Data records:

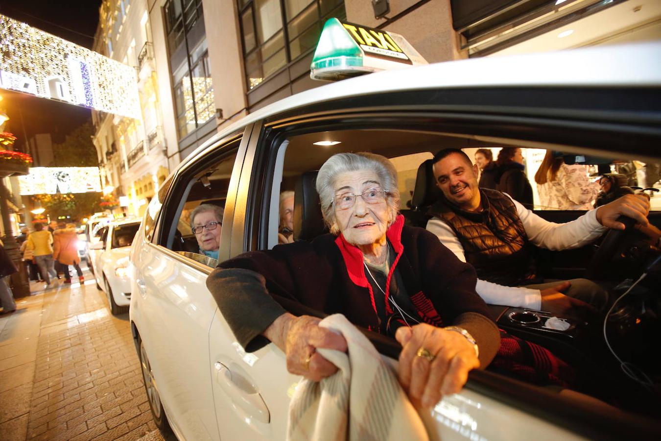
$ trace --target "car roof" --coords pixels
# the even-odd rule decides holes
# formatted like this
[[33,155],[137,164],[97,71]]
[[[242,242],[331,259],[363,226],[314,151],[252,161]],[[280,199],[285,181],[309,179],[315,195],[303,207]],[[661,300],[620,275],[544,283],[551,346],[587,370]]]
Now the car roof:
[[128,223],[139,223],[140,220],[136,218],[130,218],[128,219],[117,219],[110,222],[113,225],[118,227],[122,225],[126,225]]
[[486,57],[383,71],[316,87],[256,110],[212,137],[181,165],[242,127],[304,106],[375,93],[439,88],[661,85],[661,42]]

**The task**
Please count the lines in the material above that contain the string "roof", and give only that number.

**Task output**
2